*** Exercise passage

Monday, September 19, 2011

The Safety Spectrum: Negotiating Strategies and HIV Risk


The vast majority of gay men, HIV-positive and negative, make some effort to moderate their risk of transmitting or acquiring HIV, Dr Limin Mao of the University of New South Wales in Australia told the Tenth AIDS Impact conference.

The results of three annual surveys show that the decisions faced by gay men are much more complex than the decision whether or not to use a condom.

Choices range in terms of the likely degree of protection from HIV they offer: from avoiding sex or anal sex altogether to at least avoiding unprotected anal sex with someone known to have the opposite HIV status.

Using condoms 100% of the time for anal sex is still the most popular single strategy, the study found, but only a third of HIV-negative men and a quarter of HIV-positive men now do this.

Taken as a whole, strategies involving basing whether to have unprotected anal sex on a partner's HIV status (serosorting) are now at least as popular as consistent condom use.

The study found a clear difference between serosorting practices according to participants' HIV status. The second most popular safer-sex strategy for HIV-negative men was to restrict unprotected sex to an HIV-negative regular partner – a strategy that has been called 'negotiated safety'.

HIV-positive men were less likely to restrict unprotected sex solely to their primary partner; instead the most popular strategies were to limit unprotected anal sex, both with regular and casual partners, to other HIV-positive partners – or at least to try and exclude having it with regular and casual partners not known to be HIV positive.

The study involved three successive Gay Community Periodic Surveys which took place in eight metropolitan locations in Australia between 2007 and 2009.  Before now, national and international surveys have asked gay men whether they use condoms and, more recently, about their and their partners' HIV status.

But this survey also asked whether, in the previous six months, the respondents' safer-sex behaviour was different between regular or casual partners; and it divided the HIV-positive men into those with an undetectable and detectable viral load.

One hundred per cent condom use was still the most popular strategy, but a minority one, being practised by 33.8% of the HIV-negative men, 25.5% of HIV-positive men with an undetectable viral load and 22.5% of HIV-positive men with a detectable viral load.

******

From the last paragraph of the HIV risk article, list every group of men it gives a figure for, with that group's percentage practicing 100% condom use. The material has nothing to do with the HIV risk article.

*** Provided records

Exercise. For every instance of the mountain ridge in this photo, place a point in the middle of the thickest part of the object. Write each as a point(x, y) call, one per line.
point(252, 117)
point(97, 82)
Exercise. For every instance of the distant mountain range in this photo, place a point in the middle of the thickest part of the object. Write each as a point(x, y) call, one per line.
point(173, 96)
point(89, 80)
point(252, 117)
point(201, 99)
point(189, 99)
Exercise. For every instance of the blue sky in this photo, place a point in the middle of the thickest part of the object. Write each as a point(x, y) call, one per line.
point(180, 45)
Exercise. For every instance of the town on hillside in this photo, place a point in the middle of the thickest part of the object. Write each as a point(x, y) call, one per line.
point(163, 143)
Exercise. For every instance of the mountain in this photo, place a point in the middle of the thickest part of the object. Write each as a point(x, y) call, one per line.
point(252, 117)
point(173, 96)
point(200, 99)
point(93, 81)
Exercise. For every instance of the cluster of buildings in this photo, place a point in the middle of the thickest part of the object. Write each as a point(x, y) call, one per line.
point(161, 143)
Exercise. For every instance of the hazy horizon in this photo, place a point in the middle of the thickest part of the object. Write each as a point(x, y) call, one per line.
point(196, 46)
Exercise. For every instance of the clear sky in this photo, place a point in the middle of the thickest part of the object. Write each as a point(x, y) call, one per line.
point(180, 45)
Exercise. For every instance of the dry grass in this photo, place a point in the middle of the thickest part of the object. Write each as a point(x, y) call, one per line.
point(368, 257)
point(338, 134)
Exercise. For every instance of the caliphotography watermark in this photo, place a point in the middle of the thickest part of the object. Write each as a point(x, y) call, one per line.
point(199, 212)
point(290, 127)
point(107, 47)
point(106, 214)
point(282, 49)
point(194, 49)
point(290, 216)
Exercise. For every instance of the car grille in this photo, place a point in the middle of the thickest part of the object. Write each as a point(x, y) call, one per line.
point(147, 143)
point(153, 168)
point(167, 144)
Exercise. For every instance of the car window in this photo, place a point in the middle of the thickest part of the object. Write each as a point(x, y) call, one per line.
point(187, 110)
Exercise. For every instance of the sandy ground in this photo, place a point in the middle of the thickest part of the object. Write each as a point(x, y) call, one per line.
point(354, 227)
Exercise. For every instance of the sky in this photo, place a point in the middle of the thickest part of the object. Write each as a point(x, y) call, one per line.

******

- Task result -
- HIV-negative men: 33.8%
- HIV-positive men with an undetectable viral load: 25.5%
- HIV-positive men with a detectable viral load: 22.5%